── LISTED RECORDS

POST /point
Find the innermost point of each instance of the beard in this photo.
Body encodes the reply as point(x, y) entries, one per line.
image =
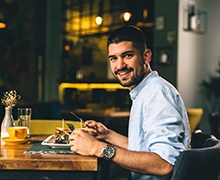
point(134, 80)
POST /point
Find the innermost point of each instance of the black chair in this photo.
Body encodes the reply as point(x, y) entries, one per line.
point(199, 164)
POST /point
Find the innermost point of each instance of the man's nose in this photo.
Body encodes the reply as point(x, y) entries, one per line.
point(120, 63)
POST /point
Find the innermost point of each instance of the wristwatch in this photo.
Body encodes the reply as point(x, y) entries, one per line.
point(108, 152)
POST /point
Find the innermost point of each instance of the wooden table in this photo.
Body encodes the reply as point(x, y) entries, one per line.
point(14, 164)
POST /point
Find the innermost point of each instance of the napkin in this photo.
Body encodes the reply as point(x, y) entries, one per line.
point(37, 148)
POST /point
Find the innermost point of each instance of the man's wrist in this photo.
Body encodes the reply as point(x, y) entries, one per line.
point(108, 152)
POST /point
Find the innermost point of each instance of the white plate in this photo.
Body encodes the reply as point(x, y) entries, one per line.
point(54, 145)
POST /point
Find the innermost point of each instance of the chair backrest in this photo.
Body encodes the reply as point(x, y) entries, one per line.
point(45, 126)
point(199, 164)
point(194, 115)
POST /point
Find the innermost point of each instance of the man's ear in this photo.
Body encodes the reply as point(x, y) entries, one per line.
point(147, 56)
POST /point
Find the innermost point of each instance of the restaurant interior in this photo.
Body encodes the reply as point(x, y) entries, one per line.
point(53, 53)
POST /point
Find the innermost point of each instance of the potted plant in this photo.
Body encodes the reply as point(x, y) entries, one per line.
point(211, 89)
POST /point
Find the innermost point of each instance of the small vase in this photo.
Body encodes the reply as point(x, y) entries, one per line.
point(7, 121)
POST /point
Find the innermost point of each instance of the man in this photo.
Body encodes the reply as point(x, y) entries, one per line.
point(158, 124)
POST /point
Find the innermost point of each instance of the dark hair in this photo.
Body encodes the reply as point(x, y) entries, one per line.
point(128, 33)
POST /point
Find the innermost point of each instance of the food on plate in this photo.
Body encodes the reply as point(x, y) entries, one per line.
point(62, 135)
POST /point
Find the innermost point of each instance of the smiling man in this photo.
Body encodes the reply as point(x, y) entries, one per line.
point(158, 124)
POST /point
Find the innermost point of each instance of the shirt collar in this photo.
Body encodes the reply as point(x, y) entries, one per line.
point(134, 92)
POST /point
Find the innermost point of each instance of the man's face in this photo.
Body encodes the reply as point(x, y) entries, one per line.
point(126, 63)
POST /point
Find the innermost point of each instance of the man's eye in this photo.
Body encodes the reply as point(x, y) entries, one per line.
point(128, 55)
point(112, 59)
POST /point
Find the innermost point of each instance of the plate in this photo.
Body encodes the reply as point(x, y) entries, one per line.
point(49, 142)
point(9, 141)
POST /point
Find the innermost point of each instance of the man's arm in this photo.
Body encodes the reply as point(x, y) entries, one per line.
point(142, 162)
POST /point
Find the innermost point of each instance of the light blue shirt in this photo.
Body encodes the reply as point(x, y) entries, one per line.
point(158, 121)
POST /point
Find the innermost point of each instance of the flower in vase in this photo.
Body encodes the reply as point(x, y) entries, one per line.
point(10, 98)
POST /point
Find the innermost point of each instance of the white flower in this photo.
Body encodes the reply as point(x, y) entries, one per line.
point(10, 98)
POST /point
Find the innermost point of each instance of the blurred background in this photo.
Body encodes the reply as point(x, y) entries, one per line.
point(53, 52)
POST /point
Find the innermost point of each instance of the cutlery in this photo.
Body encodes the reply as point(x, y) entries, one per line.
point(78, 117)
point(70, 126)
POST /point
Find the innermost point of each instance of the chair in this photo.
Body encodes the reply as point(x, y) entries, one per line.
point(199, 164)
point(194, 115)
point(45, 126)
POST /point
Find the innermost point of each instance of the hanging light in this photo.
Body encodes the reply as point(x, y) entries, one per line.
point(126, 16)
point(98, 20)
point(2, 25)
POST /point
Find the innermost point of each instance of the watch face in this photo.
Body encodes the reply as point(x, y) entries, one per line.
point(108, 152)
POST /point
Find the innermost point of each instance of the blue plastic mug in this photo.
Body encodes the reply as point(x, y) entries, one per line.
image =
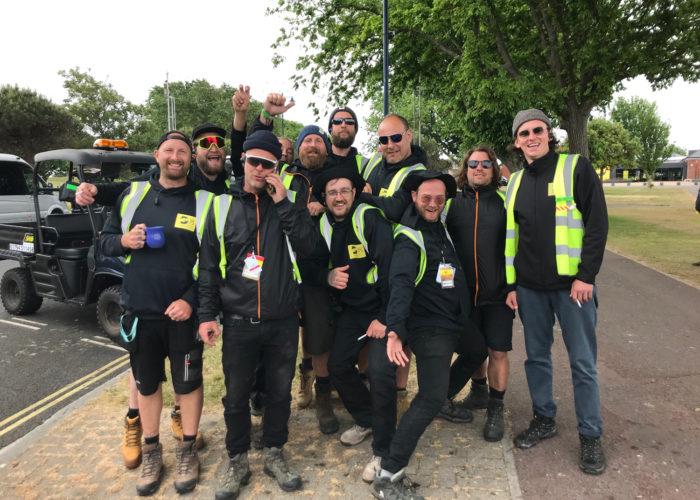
point(155, 237)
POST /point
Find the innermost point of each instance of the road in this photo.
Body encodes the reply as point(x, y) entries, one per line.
point(49, 359)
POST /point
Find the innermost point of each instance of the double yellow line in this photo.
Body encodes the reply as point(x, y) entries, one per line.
point(53, 399)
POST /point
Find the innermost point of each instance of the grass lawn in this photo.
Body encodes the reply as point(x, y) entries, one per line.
point(658, 227)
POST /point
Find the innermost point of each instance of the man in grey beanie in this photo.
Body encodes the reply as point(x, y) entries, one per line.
point(556, 229)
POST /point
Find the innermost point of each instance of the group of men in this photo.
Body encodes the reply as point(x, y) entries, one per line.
point(376, 257)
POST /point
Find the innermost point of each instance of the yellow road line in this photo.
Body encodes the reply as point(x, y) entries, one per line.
point(72, 388)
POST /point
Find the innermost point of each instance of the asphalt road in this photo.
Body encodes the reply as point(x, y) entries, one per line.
point(649, 372)
point(49, 359)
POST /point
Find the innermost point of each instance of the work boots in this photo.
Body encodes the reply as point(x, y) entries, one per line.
point(306, 383)
point(151, 469)
point(131, 446)
point(324, 411)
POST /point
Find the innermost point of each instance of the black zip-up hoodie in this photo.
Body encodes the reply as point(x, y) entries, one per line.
point(427, 306)
point(359, 294)
point(383, 173)
point(535, 260)
point(477, 223)
point(155, 277)
point(254, 224)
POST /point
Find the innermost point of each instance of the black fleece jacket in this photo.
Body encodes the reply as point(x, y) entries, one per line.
point(383, 173)
point(359, 294)
point(427, 306)
point(276, 294)
point(155, 277)
point(535, 261)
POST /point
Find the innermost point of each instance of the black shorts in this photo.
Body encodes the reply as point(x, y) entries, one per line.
point(496, 323)
point(176, 340)
point(317, 320)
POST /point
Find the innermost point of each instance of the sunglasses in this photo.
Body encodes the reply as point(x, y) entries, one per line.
point(255, 161)
point(395, 138)
point(484, 163)
point(208, 142)
point(535, 131)
point(338, 121)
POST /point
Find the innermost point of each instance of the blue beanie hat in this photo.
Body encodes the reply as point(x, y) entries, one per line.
point(313, 129)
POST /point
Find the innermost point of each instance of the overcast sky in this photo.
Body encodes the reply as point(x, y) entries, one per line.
point(134, 44)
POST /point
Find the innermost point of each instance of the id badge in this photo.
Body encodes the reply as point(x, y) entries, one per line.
point(252, 266)
point(446, 275)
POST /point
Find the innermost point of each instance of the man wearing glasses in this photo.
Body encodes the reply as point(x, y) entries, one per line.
point(556, 228)
point(248, 273)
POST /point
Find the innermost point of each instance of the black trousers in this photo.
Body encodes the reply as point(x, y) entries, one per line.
point(243, 343)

────

■ GOAL OF THE EXERCISE
From start to finish, output the listing exactly, but omit its pictures.

■ RESULT FOR THIS TASK
POST /point
Find the innermost point of each instance of the beard in this photo.
Body encodes the reply as point(x, y) entries, one per line.
image =
point(134, 80)
POST /point
Find the innermost point of each instance of the black chair in this photo.
Body encodes the reply as point(x, y) entries, one per line.
point(199, 164)
POST /point
Find the innermost point of each instance of the man's nose in this photo.
Body encodes the reply as point(x, y) entries, one per line.
point(120, 63)
POST /point
Find the innermost point of each instance of the wristwatch in this photo.
Body encodes the reply as point(x, y) entries, one per line.
point(108, 152)
POST /point
Find the innermost point of each instance of the wooden table in this photo.
Body encodes the reply as point(x, y) entries, one per line.
point(14, 164)
POST /point
Find the innermost point of each instance of the napkin in this photo.
Body encodes the reply as point(x, y) entries, one per line.
point(37, 148)
POST /point
Find the innermost point of each instance of the man's wrist in this photo.
Body encodes the reply as point(x, y) entries, one per line.
point(108, 152)
POST /point
Find the innermost point of each instance of the white plate in this photo.
Body encodes the reply as point(x, y) entries, one per line.
point(54, 145)
POST /point
Find the innermost point of each instance of the chair backrest in this photo.
Body encodes the reply as point(x, y) entries, one per line.
point(45, 126)
point(199, 164)
point(194, 115)
POST /point
Find the innermost point of each instance of the man's ear in this photo.
Body encodes the reply as point(x, y) entries, one per line.
point(147, 56)
POST /point
Find the innermost point of each instance of the restaurant interior in this photo.
Body encodes the reply as point(x, y) entries, one per line.
point(53, 53)
POST /point
Find the innermost point of each instance of the potted plant in this photo.
Body encodes the reply as point(x, y) entries, one per line.
point(211, 89)
POST /point
Find the innermost point of each instance of the small vase in this photo.
Body encodes the reply as point(x, y) entries, one per line.
point(7, 121)
POST /point
Find the innermost point of each instance of the man in this photo.
Body encodes the reply as point(x, y) entries, one per line.
point(158, 124)
POST /point
Find the innermost point of each instance of the dark hair in this photo.
Body encodes the reply as point(x, y) entries, one per line.
point(128, 33)
POST /point
Find the innermost point of each instance of the food on plate in this photo.
Body encodes the reply as point(x, y) entries, one per line.
point(62, 135)
POST /point
Find the innermost point of each instance of the smiling man in this photo.
Body encodes the reply as point(x, y) entries, one per line.
point(158, 124)
POST /point
Find the innermost point of each instance of the shirt collar in this photo.
Body encodes the reply as point(x, y) entries, one per line.
point(134, 92)
POST /point
Find the innermost point of each instance of the man's face in this photo.
Body encodes the reply as point(x, y) entries, one per line.
point(126, 63)
POST /point
Find the innermost point of each instance of the man's eye in this photo.
Body encodes the reply as point(x, y) entries, one per line.
point(128, 55)
point(112, 59)
POST /point
Find the innermost point of each instance of the plate in this photo.
Body encodes the reply as point(x, y) entries, one per line.
point(49, 142)
point(9, 141)
POST /point
Find the innermost point of each instance of the man's arm in this photo.
Body encodes the reply as point(x, y) entries, one per line.
point(142, 162)
POST /point
Find the innermost point of each instance of the light blue shirt in this photo.
Body encodes the reply as point(x, y) entries, one per line.
point(158, 121)
POST /point
Find the innermost point of each instance of the flower in vase in this photo.
Body encodes the reply as point(x, y) entries, one per line.
point(10, 98)
POST /point
Find the innermost point of each instance of the white flower in this photo.
Body encodes the reply as point(x, y) entries, one per line.
point(10, 98)
POST /point
Find the innermost point of each instance of the blurred background in this photo.
Body encodes the reply as point(x, y) entries, one per line.
point(53, 52)
POST /point
Find the innermost point of each instance of the cutlery in this photo.
Body encodes the reply as point(x, y) entries, one per line.
point(78, 117)
point(70, 126)
POST /point
Find the innermost point of each instance of the chair in this photo.
Body encodes the reply as point(x, y) entries, one per line.
point(199, 164)
point(194, 115)
point(45, 126)
POST /point
Find the innermost point of each instance of the hanging light in this photo.
Body encodes the reply as point(x, y) entries, one per line.
point(126, 16)
point(98, 20)
point(2, 25)
POST /point
Find the innermost point of each instance of the watch face in this photo.
Body encodes the reply as point(x, y) entries, one per line.
point(108, 152)
POST /point
Find the innermost point of each instance of the blue plastic mug in this photo.
Body encodes the reply as point(x, y) entries, one per line.
image =
point(155, 237)
POST /point
Find the innermost point of each instance of the road in this photo.
Body encodes the reply as point(x, y) entries, one per line.
point(49, 359)
POST /point
Find the innermost point of each instance of the double yellow line in this photo.
Body encodes the reply as point(x, y) entries, one per line.
point(53, 399)
POST /point
Find the innermost point of each instance of the grass lawn in this photo.
Body encodes the reply as point(x, y) entries, one per line.
point(658, 227)
POST /point
Find the innermost point of each instance of the man in grey beanie in this photo.
Body encodes the reply as point(x, y) entries, one per line.
point(556, 229)
POST /point
Find the innermost point of each instance of the group of men in this photo.
Body encodes the reply as point(x, y) entries, one per line.
point(376, 257)
POST /point
Find the innermost point of each instance of the yellow road line in this photo.
Body encodes the reply as point(x, y) entries, one per line.
point(72, 388)
POST /point
Find the innermost point of each instance of the asphalt road in this photo.
Body encodes the reply as point(x, y) entries, one per line.
point(649, 372)
point(49, 359)
POST /point
Find the innermost point of each instance of the work boots in this photo.
Body encodes the reply as point(x, y) entries, one per line.
point(306, 383)
point(151, 469)
point(131, 446)
point(324, 411)
POST /point
Find the innermost point of each instance of the black zip-up hoodie in this photo.
Body encodes the reply as point(x, y) entries, one per line.
point(427, 306)
point(359, 294)
point(383, 173)
point(535, 260)
point(477, 223)
point(155, 277)
point(254, 224)
POST /point
Find the innermost point of each instance of the black fleece jacket in this photo.
Body encodes the reply as point(x, y) entries, one per line.
point(383, 173)
point(359, 294)
point(427, 306)
point(276, 294)
point(155, 277)
point(535, 261)
POST /point
Find the innermost point of each instance of the black shorts in this photo.
Body encodes the reply as point(x, y) entries, one per line.
point(496, 323)
point(176, 340)
point(317, 320)
POST /point
Find the innermost point of each instance of the sunglasses in this photo.
Body encodes the reply as point(x, y) entries, one per line.
point(255, 161)
point(395, 138)
point(484, 163)
point(208, 142)
point(535, 131)
point(338, 121)
POST /point
Find the innermost point of each instance of the blue beanie hat in this photo.
Body encodes the reply as point(x, y) entries, one per line.
point(313, 129)
POST /point
Find the innermost point of each instance of the overcast sky in this photo.
Body encodes the reply as point(x, y) entries, one per line.
point(134, 44)
POST /point
Find the innermost point of each instance of the id badge in this photo.
Body encodes the reply as point(x, y) entries, one per line.
point(252, 266)
point(446, 275)
POST /point
Find the innermost point of each instance of the man wearing glasses in this photo.
Body encodes the reply as point(x, y) entries, one per line.
point(556, 228)
point(248, 273)
POST /point
Find the innermost point of each instance of the black trousers in this photo.
Body encodes the reply as point(x, y) entries, one per line.
point(243, 343)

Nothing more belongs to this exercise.